Reproduce the listing below verbatim, from its first line through the line containing "column 211, row 44", with that line included.

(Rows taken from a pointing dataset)
— begin —

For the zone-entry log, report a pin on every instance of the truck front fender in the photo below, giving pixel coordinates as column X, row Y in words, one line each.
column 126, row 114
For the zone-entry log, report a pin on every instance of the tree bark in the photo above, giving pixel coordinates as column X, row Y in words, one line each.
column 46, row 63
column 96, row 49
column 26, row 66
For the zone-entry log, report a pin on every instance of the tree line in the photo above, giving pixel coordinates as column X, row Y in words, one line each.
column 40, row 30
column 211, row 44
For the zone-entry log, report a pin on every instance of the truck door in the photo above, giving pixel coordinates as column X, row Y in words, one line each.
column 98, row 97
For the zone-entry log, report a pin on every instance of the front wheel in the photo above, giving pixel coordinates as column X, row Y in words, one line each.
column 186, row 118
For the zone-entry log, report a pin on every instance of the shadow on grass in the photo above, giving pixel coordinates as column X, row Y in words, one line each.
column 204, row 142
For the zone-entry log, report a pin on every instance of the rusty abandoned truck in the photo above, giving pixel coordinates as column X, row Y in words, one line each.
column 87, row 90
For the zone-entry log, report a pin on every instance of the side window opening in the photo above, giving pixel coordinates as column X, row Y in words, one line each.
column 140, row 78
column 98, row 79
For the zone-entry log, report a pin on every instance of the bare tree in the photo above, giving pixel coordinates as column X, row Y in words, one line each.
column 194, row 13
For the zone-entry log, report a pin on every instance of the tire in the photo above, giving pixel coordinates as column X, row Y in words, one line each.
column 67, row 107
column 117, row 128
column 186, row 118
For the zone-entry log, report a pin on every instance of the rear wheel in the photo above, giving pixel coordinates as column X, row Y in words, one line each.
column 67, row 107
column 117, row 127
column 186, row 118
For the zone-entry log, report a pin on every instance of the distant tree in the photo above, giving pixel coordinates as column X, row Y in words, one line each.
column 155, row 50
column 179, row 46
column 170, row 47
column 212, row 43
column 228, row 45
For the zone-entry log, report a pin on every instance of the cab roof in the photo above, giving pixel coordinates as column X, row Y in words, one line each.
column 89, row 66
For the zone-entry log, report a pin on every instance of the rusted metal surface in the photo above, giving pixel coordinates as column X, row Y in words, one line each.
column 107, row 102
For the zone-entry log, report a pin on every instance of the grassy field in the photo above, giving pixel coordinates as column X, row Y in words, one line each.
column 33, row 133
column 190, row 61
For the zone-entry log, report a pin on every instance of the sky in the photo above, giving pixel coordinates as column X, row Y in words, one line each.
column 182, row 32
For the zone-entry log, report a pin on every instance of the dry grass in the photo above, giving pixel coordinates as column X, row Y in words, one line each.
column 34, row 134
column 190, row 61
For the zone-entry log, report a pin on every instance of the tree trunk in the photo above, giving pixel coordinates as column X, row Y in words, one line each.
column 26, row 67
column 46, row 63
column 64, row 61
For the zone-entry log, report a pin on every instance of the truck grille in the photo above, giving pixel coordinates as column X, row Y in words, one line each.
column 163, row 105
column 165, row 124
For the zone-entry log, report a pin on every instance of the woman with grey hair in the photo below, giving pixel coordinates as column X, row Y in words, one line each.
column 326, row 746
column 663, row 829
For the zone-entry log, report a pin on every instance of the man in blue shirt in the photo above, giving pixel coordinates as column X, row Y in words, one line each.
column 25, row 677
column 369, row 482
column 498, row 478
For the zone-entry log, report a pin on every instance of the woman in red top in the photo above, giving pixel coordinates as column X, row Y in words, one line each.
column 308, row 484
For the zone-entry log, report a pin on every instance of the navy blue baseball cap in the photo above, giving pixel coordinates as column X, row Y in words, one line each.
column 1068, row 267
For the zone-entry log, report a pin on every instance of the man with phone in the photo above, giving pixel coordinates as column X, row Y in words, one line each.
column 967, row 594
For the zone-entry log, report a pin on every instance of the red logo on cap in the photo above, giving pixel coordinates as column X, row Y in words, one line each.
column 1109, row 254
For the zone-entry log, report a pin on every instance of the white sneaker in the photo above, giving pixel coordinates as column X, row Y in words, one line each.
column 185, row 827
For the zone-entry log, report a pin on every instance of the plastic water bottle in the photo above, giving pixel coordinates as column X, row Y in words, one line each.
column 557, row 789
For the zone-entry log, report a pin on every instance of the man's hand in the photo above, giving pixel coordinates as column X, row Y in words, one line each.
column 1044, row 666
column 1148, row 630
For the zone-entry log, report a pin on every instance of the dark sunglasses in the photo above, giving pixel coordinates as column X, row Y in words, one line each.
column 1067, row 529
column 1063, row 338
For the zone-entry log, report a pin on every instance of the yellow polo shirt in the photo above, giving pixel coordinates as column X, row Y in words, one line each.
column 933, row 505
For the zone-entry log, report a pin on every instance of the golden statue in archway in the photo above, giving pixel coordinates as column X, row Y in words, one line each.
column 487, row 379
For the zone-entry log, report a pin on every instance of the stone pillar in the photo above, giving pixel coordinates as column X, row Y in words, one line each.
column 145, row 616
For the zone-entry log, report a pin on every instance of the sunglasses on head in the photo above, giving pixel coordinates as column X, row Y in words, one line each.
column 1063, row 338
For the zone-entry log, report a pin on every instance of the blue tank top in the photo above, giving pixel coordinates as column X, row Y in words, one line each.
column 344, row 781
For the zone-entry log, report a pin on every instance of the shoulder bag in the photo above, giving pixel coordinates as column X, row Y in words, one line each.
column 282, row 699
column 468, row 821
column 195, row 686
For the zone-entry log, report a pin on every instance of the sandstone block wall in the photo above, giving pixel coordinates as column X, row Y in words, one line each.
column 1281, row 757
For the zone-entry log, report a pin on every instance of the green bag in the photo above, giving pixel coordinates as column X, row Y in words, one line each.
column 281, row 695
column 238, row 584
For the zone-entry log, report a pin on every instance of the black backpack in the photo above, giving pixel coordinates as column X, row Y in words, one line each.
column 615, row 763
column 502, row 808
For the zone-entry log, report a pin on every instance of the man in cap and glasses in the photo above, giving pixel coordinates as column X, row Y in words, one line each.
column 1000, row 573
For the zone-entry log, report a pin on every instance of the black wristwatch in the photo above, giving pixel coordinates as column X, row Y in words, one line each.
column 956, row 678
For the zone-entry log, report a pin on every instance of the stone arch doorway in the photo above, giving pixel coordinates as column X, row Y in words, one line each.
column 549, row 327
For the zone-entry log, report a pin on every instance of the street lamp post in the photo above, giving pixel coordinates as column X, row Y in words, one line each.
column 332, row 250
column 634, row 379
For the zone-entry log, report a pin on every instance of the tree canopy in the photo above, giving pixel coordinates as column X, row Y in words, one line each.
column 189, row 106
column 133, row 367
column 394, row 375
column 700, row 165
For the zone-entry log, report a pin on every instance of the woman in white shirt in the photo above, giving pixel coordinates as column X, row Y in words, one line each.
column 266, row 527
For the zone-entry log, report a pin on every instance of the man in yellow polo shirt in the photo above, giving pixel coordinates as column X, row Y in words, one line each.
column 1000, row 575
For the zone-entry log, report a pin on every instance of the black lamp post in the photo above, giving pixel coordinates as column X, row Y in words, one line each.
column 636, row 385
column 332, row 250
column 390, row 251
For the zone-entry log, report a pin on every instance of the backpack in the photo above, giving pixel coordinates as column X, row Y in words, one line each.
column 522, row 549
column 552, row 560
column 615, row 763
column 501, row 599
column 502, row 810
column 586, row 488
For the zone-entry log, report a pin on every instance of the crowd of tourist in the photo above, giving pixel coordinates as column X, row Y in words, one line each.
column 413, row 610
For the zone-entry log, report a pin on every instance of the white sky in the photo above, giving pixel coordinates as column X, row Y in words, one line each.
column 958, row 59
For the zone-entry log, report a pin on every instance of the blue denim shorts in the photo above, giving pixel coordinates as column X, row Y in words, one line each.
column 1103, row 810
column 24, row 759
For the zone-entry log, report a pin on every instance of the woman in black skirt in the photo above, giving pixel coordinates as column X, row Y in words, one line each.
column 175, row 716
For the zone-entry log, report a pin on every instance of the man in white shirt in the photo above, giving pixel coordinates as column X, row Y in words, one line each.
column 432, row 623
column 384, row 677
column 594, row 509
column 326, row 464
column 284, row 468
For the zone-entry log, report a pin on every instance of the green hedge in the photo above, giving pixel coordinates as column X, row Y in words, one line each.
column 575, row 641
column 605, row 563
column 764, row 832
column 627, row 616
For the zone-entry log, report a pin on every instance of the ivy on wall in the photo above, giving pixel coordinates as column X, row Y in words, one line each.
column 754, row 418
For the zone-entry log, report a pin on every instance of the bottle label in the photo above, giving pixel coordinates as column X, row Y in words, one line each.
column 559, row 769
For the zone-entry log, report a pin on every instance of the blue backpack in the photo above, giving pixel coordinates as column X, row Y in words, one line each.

— end —

» EXERCISE RESPONSE:
For the zone-entry log, report a pin on every instance of the truck front fender in the photo below, giving pixel coordinates as column X, row Y in words, one line each.
column 126, row 114
For the zone-entry log, report a pin on every instance of the tree bark in the photo above, giving pixel coordinates as column X, row Y in words, one line each.
column 46, row 63
column 96, row 49
column 26, row 66
For the zone-entry log, report a pin on every instance of the tree line in the photo above, giving pixel coordinates as column X, row Y in words, one line each.
column 40, row 30
column 211, row 44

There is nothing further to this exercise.